EXERCISE BRIEF
Print out the complete set of records below, exactly as they read.

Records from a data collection

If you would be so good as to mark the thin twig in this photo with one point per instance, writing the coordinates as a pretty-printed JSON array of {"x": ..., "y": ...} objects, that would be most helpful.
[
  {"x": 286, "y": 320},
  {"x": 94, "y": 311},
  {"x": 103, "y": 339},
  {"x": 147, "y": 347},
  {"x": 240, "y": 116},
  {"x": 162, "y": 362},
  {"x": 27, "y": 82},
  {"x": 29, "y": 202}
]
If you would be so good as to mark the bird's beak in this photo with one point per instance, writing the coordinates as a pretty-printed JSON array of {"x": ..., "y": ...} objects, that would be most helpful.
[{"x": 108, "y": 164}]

TASK RESPONSE
If you would be so good as to mark the thin twig in this photo with one point per instance, writing the coordinates as a pretty-printed JSON array of {"x": ..., "y": ...} objects, that would be most helpful.
[
  {"x": 286, "y": 320},
  {"x": 94, "y": 311},
  {"x": 103, "y": 339},
  {"x": 147, "y": 347},
  {"x": 240, "y": 116},
  {"x": 162, "y": 362},
  {"x": 27, "y": 82},
  {"x": 29, "y": 202}
]
If you would be so good as to mark the bird's beak in this photo with one point per instance, writing the coordinates as a pretty-printed JSON array of {"x": ..., "y": ...} objects, that would be most helpful.
[{"x": 108, "y": 164}]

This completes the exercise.